- Map of the former district in Khyber Pakhtunkhwa
- Capital: Mingora
- • 1969–2025: 5,337 km^{2} (2,061 sq mi)
- • 1969–2025: 2,687,384
- • Type: District
- • Established: 1969
- • Establishment of Upper and Lower Swat District: 2025
- Political subdivisions: 7 Tehsils
| Preceded by |  |
| / Swat State |  |
- Today part of: Pakistan · Lower Swat & Upper Swat Districts of Khyber Pakhtunkhwa

= Swat District =

District in Khyber Pakhtunkhwa, Pakistan

Swat District (سوات اولسوالۍ, ) was an administrative district in the Malakand Division of Khyber Pakhtunkhwa, Pakistan from 1969 to 2025. The district was known for its natural sites and was a popular tourist destination. It had a population of 2,687,384 per the 2023 national census, and was the 15th-largest district of Khyber Pakhtunkhwa at the time.

Swat District was centred on the Swat Valley, usually referred to simply as Swat, which is a natural geographic region surrounding the Swat River.

== History ==
In 1947, following the Partition of British India and subsequent independence of Pakistan, Swat princely state acceded to the Dominion of Pakistan continuing as a self-governing princely state until it was officially annexed and merged into West Pakistan and later became a part of North-West Frontier Province (later Khyber Pakhtunkhwa) in 1969, forming the Swat district. The former tehsil of Buner was granted the status of a separate district in 1991. Shangla was separated into a district in 1995.

In October 2025, the government divided the Swat District into two, the Upper Swat District and (lower) Swat District.

== Geography ==
Swat's total area was 5337 km2. Swat District consisted of two well-defined geographic regions, Swat Kohistan and Swat Proper. Swat Kohistan formed the larger, northern part of the district, while Swat Proper formed the lower portion of the district. In terms of administrative divisions, Swat was surrounded by Chitral, Upper Dir and Lower Dir to the west, Gilgit-Baltistan to the north, and Kohistan, Buner and Shangla to the east and southeast, respectively.

== Demographics ==

As of the 2023 census, Swat district had 381,212 households and a population of 2,687,384. The district had a sex ratio of 104.83 males to 100 females and a literacy rate of 48.13%: 61.83% for males and 33.95% for females. 808,888 (30.11% of the surveyed population) were under 10 years of age. 794,368 (29.56%) lived in urban areas.

Dataset excerpt:

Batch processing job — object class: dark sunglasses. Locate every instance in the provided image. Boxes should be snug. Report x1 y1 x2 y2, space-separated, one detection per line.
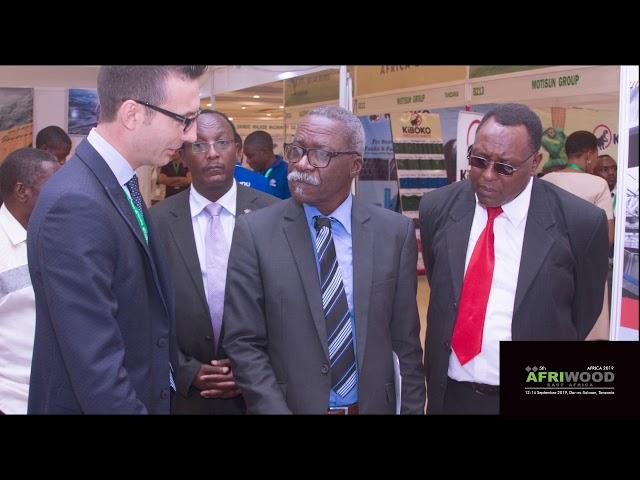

Task requirements: Translate this sentence from the Swat District text into Spanish: "The district was known for its natural sites and was a popular tourist destination." The listing comes from a different source than the Swat District text.

In response: El distrito era conocido por sus sitios naturales y era un destino turístico popular.